BEGIN
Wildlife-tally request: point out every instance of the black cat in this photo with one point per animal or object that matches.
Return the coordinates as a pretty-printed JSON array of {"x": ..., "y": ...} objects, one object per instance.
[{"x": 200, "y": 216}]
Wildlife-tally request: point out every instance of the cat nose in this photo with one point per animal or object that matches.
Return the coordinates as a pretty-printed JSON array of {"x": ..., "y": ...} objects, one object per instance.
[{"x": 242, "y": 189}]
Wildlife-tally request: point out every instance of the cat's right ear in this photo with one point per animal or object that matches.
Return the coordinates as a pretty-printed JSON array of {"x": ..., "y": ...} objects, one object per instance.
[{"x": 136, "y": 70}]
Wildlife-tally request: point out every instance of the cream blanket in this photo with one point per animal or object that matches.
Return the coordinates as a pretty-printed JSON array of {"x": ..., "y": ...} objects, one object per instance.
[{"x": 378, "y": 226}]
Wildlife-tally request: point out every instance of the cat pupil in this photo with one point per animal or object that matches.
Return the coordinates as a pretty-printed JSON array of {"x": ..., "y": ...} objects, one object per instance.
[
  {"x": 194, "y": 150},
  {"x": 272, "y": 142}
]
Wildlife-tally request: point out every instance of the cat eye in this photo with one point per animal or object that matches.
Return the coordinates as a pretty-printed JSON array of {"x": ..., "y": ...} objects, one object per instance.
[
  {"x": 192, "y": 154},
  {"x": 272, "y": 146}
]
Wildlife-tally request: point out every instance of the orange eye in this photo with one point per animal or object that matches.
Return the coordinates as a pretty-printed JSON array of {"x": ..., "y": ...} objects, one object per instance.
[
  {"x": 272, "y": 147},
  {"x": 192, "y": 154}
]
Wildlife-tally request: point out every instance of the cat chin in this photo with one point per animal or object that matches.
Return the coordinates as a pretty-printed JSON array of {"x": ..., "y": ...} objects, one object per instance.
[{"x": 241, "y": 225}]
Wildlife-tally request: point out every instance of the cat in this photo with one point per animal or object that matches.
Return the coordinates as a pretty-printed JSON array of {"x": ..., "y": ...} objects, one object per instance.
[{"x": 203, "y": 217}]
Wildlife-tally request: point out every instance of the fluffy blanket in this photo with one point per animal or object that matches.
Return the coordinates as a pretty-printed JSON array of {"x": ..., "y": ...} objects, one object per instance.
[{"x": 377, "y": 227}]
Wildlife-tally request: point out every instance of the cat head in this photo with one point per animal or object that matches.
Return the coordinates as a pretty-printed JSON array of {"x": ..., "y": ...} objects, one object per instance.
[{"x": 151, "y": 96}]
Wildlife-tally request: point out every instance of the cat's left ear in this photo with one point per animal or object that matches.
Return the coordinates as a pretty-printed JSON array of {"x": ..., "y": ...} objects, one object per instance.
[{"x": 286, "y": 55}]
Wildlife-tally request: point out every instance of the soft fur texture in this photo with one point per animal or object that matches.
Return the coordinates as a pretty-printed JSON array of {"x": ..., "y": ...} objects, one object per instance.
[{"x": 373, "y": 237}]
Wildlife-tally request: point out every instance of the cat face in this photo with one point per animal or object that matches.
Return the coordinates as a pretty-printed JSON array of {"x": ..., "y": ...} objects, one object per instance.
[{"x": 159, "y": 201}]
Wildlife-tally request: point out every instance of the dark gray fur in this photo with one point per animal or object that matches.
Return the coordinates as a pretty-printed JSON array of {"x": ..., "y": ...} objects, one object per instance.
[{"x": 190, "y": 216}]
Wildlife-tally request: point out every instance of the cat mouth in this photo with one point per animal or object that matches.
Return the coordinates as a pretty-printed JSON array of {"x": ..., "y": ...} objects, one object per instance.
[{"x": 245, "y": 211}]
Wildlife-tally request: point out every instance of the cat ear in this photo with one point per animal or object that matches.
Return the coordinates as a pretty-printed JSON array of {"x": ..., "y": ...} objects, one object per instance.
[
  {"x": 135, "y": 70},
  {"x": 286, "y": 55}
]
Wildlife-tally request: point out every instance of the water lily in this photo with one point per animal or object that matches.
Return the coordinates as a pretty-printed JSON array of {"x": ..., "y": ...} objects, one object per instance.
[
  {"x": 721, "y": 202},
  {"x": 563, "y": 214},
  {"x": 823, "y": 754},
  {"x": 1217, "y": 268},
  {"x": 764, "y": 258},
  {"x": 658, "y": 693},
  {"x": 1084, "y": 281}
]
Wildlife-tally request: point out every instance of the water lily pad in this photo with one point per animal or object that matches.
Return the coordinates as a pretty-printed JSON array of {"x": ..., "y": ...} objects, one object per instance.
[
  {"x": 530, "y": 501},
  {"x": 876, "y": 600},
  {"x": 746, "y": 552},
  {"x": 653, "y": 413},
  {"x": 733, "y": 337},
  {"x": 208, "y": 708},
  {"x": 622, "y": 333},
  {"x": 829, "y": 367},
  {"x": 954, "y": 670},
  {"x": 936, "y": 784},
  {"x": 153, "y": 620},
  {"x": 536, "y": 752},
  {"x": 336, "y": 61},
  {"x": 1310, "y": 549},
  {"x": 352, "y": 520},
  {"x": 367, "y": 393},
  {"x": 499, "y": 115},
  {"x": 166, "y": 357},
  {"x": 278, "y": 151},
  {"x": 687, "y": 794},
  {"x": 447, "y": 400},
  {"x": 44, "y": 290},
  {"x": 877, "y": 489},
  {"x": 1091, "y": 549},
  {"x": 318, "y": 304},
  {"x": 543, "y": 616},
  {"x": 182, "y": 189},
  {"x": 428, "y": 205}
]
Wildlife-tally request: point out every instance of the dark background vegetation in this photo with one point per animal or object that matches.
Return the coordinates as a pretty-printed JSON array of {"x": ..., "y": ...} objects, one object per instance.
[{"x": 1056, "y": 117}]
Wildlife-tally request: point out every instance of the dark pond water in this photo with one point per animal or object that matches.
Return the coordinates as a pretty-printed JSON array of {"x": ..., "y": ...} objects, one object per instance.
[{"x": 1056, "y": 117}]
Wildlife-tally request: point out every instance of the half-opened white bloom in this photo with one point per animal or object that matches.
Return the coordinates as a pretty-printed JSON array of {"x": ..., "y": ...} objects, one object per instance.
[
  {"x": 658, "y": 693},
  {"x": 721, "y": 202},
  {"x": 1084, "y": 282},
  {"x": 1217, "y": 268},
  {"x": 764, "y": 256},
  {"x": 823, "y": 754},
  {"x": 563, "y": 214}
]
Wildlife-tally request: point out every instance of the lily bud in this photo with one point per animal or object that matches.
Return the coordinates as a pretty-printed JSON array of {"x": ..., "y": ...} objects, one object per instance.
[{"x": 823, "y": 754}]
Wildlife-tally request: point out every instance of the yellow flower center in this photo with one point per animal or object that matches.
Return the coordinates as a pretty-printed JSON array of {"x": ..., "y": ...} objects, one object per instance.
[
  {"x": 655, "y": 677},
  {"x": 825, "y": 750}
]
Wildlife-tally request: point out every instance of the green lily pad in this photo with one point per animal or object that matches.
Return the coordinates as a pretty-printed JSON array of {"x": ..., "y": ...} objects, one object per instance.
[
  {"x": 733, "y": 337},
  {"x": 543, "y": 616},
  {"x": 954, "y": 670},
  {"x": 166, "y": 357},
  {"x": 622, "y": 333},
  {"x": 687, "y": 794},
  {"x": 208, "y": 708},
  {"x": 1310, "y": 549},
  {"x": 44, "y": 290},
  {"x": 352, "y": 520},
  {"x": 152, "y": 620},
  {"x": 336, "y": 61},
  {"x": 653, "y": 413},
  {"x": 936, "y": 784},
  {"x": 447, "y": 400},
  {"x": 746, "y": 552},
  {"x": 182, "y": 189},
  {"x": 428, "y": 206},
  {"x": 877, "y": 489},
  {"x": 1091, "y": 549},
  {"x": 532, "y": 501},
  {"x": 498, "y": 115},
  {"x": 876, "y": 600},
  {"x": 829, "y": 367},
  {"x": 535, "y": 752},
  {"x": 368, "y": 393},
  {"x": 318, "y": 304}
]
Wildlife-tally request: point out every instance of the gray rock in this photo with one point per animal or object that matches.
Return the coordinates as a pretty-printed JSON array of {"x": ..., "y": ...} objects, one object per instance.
END
Exercise objective: Find "Wildlife-tally request: point out every instance of the gray" in the data above, then repeat that line and all lines after it exactly, ending with the final line.

The result:
Wildlife-tally request: point out every instance of the gray rock in this photo with one point per animal or object that matches.
Return the coordinates as a pretty-printed JSON array of {"x": ..., "y": ...} objects, one object per instance.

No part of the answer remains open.